▶ [Problem to work on]: Express the listing below as a Markdown table with the columns Row and Line. Cover only its opening line through the line containing "xmin=421 ymin=455 xmax=485 ymax=754", including both ends, numbering each line and omitting any blank ones.

(Records from a data collection)
* BEGIN *
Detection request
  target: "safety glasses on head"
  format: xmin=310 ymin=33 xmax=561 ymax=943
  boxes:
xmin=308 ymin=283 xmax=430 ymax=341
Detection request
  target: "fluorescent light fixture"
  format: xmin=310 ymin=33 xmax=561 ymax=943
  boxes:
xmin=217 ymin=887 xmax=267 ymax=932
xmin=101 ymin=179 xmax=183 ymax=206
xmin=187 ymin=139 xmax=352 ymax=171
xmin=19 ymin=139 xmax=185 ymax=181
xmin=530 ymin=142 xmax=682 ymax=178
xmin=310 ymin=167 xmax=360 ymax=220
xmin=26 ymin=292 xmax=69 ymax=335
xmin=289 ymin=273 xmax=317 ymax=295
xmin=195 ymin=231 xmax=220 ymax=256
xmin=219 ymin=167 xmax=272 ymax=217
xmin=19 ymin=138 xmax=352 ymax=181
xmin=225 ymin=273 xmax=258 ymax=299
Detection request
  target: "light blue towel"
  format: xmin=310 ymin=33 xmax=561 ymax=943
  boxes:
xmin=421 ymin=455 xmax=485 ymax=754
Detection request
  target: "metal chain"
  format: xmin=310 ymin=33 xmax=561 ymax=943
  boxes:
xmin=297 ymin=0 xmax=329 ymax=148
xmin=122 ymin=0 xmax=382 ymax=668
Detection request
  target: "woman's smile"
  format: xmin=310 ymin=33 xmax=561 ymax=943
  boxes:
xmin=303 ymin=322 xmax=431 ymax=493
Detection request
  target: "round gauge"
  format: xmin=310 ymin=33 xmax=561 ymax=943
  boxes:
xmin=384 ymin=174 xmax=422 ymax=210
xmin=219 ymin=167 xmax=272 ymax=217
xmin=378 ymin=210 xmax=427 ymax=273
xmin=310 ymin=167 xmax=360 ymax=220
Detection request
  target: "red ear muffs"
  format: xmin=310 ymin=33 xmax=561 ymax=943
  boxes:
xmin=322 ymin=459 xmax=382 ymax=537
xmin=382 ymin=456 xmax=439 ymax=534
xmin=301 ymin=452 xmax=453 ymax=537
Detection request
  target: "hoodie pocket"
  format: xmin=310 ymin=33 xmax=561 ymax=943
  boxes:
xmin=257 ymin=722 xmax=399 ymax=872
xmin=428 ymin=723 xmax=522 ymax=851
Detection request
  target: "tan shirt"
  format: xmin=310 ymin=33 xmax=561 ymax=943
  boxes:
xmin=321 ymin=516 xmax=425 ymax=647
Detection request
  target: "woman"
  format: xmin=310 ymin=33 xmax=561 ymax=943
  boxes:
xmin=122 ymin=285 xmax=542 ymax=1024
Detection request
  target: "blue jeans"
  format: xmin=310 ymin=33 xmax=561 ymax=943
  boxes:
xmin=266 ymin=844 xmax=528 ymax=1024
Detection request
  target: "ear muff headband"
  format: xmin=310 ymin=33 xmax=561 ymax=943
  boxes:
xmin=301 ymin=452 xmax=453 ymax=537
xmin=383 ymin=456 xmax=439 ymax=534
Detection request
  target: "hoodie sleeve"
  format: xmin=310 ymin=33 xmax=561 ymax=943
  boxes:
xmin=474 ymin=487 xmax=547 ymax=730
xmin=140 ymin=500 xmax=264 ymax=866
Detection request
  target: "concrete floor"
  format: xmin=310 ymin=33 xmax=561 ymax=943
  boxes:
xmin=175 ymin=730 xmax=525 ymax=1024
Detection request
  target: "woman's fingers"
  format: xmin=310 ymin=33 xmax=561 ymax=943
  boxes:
* END *
▶ [Expected output]:
| Row | Line |
|---|---|
| 1 | Detection request |
| 2 |   target: "safety glasses on head" |
| 3 |   format: xmin=310 ymin=33 xmax=561 ymax=943 |
| 4 |   boxes: |
| 5 | xmin=308 ymin=283 xmax=430 ymax=341 |
| 6 | Detection request |
| 7 |   target: "fluorescent light fixture" |
| 8 |   format: xmin=310 ymin=33 xmax=561 ymax=943 |
| 9 |   boxes: |
| 10 | xmin=217 ymin=887 xmax=267 ymax=932 |
| 11 | xmin=101 ymin=179 xmax=183 ymax=206 |
| 12 | xmin=187 ymin=139 xmax=352 ymax=171 |
| 13 | xmin=19 ymin=139 xmax=185 ymax=181 |
| 14 | xmin=530 ymin=142 xmax=682 ymax=178 |
| 15 | xmin=310 ymin=167 xmax=360 ymax=220 |
| 16 | xmin=26 ymin=292 xmax=69 ymax=335 |
| 17 | xmin=289 ymin=273 xmax=317 ymax=295 |
| 18 | xmin=195 ymin=231 xmax=220 ymax=256 |
| 19 | xmin=219 ymin=167 xmax=272 ymax=217 |
| 20 | xmin=19 ymin=138 xmax=352 ymax=181 |
| 21 | xmin=225 ymin=273 xmax=258 ymax=299 |
| 22 | Detection request |
| 23 |   target: "light blue towel" |
| 24 |   format: xmin=310 ymin=33 xmax=561 ymax=943 |
| 25 |   boxes: |
| 26 | xmin=421 ymin=455 xmax=485 ymax=754 |